### AIM OF THE TASK
Please rewrite the listing below as a Markdown table with the columns Row and Line, numbering each line and leaving out blank lines. Begin at the line containing "Is there any chrome" and stop after the line containing "[0,14,49,192]".

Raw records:
>> start

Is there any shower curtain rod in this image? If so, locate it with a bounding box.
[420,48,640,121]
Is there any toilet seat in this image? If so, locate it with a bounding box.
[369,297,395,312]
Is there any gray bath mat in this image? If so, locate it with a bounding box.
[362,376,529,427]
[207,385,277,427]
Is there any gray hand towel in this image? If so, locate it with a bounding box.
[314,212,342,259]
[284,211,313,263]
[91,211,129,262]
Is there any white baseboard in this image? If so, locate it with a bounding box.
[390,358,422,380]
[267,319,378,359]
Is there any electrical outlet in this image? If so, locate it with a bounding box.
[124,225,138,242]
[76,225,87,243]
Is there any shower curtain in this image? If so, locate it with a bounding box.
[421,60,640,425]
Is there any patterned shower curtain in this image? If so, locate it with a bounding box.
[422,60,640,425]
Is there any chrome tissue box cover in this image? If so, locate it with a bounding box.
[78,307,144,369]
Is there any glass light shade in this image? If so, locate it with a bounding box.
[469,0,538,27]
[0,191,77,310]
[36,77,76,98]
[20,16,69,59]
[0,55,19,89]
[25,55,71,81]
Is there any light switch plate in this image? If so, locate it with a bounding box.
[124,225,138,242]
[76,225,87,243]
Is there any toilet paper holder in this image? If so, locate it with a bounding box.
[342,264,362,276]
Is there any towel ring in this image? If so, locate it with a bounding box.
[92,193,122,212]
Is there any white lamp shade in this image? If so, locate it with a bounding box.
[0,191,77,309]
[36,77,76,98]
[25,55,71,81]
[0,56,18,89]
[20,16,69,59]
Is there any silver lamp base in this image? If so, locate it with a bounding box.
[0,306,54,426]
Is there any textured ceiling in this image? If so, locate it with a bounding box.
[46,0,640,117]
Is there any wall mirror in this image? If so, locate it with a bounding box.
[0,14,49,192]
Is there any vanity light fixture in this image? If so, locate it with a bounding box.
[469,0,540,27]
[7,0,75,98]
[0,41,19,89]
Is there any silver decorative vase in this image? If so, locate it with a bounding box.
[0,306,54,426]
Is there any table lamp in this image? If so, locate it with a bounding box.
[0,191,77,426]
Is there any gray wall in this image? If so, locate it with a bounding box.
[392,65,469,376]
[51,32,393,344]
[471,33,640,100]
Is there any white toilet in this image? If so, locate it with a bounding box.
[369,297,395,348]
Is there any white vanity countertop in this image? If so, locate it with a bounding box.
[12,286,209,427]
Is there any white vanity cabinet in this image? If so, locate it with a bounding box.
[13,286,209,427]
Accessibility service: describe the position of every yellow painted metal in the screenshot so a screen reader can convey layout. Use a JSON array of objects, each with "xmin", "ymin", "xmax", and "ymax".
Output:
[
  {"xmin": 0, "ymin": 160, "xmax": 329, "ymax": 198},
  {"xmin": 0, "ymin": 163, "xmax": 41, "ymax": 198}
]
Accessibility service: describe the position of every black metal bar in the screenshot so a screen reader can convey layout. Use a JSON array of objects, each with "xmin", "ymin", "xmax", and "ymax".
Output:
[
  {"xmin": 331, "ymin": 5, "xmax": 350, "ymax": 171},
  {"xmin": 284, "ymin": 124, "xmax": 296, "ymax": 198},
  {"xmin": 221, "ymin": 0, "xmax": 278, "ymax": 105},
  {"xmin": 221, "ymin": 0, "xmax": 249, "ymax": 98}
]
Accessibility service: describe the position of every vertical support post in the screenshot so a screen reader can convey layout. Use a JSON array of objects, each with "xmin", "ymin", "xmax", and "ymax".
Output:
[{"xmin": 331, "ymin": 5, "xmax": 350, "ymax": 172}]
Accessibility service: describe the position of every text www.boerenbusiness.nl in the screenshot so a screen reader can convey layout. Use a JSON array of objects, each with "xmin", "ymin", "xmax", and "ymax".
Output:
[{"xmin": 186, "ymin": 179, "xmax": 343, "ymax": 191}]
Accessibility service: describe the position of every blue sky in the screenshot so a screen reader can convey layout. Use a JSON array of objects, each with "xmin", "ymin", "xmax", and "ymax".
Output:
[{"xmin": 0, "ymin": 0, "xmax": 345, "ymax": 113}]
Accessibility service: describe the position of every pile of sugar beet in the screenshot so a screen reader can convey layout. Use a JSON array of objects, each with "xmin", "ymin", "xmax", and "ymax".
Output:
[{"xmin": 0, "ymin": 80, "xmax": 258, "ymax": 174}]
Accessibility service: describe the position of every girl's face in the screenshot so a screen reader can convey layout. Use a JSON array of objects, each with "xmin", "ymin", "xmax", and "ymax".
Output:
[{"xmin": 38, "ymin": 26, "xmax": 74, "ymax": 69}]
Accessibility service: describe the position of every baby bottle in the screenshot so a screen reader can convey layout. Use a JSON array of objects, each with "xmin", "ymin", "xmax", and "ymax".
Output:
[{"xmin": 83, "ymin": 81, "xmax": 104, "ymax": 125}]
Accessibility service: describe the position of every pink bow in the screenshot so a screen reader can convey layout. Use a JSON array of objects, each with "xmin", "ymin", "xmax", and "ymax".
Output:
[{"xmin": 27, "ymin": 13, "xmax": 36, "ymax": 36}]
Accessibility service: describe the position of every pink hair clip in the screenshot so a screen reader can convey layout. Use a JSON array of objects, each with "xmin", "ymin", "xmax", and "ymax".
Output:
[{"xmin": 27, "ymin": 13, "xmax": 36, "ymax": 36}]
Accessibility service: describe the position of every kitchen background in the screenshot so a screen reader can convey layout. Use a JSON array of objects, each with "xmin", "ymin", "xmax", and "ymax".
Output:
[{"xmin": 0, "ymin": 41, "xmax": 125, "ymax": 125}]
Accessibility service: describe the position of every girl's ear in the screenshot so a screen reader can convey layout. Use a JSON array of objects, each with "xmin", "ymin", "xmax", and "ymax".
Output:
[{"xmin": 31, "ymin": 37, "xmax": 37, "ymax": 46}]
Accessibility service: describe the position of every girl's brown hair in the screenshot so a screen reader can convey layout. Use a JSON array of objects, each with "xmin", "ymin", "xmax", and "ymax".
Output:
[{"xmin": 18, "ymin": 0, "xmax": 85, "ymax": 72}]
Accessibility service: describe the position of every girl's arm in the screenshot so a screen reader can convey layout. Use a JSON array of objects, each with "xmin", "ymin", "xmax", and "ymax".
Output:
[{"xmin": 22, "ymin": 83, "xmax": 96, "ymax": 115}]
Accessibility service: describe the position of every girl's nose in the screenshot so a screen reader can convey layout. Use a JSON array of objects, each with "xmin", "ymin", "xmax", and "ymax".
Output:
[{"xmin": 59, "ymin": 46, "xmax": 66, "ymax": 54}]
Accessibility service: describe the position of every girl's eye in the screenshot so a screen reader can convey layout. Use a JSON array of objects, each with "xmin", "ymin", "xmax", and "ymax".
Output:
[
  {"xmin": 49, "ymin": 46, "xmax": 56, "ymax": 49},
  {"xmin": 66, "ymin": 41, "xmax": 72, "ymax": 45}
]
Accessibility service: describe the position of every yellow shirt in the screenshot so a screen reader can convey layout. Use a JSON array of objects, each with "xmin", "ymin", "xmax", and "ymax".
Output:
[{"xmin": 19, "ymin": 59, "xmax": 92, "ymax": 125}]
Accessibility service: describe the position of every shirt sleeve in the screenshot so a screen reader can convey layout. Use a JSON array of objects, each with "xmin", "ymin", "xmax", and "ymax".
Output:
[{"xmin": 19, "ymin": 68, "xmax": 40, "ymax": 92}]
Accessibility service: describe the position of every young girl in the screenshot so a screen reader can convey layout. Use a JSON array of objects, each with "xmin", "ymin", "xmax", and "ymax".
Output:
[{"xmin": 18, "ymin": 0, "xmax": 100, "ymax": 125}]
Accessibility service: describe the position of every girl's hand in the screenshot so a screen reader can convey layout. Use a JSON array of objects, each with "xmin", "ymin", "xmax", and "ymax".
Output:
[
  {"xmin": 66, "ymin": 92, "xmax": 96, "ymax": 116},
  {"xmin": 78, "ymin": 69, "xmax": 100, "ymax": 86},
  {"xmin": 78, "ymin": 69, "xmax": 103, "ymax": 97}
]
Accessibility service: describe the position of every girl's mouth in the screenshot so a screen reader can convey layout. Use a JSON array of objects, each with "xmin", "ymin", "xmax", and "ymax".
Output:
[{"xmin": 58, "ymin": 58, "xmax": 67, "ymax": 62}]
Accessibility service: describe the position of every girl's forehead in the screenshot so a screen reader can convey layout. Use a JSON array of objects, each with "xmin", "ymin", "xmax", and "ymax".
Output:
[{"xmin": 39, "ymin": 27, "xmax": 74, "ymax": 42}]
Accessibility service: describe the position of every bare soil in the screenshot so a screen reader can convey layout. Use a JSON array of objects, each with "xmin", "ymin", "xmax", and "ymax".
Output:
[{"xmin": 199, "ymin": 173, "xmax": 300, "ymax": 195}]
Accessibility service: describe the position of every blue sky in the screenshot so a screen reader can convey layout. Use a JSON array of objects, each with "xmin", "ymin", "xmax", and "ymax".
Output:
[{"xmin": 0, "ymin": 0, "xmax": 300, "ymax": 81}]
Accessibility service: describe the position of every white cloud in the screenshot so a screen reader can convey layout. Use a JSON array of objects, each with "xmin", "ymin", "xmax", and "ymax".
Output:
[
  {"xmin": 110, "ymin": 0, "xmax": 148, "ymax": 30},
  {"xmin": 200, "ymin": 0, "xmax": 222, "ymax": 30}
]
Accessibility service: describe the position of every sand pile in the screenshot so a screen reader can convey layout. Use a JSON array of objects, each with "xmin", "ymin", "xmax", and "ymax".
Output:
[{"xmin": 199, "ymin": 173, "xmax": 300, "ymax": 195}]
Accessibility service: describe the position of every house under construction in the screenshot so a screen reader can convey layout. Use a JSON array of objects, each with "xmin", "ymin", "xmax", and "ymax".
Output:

>> end

### PROBLEM SOLUTION
| Row | Line |
|---|---|
| 1 | Is there any chrome tissue box cover in this image? If so, locate it with a bounding box. |
| 2 | [78,307,144,369] |
| 3 | Is there any glass light shade in this image? If so, locate it with a bounding box. |
| 4 | [469,0,538,27] |
| 5 | [0,191,77,310] |
| 6 | [36,77,76,98] |
| 7 | [20,16,69,59] |
| 8 | [0,55,19,89] |
| 9 | [25,55,71,81] |
| 10 | Is there any light switch plate in this image? If so, locate it with a bounding box. |
| 11 | [124,225,138,242] |
| 12 | [76,225,87,243] |
| 13 | Is there any toilet paper holder in this image? If so, locate it with a bounding box. |
| 14 | [342,264,362,276] |
| 15 | Is there any towel ring in this image? If so, locate it with a bounding box. |
| 16 | [92,193,122,212] |
| 17 | Is there any white lamp shade in this image? If so, locate it with a bounding box. |
| 18 | [0,191,77,309] |
| 19 | [36,77,76,98] |
| 20 | [25,55,71,81] |
| 21 | [0,56,18,89] |
| 22 | [20,16,69,59] |
| 23 | Is there any silver lamp base in this image? If so, locate it with a bounding box. |
| 24 | [0,306,54,426] |
| 25 | Is there any textured ceiling in this image? If so, locate it with a bounding box. |
| 26 | [46,0,640,117] |
| 27 | Is there any wall mirror in this image? If so, locate it with a bounding box. |
| 28 | [0,14,49,192] |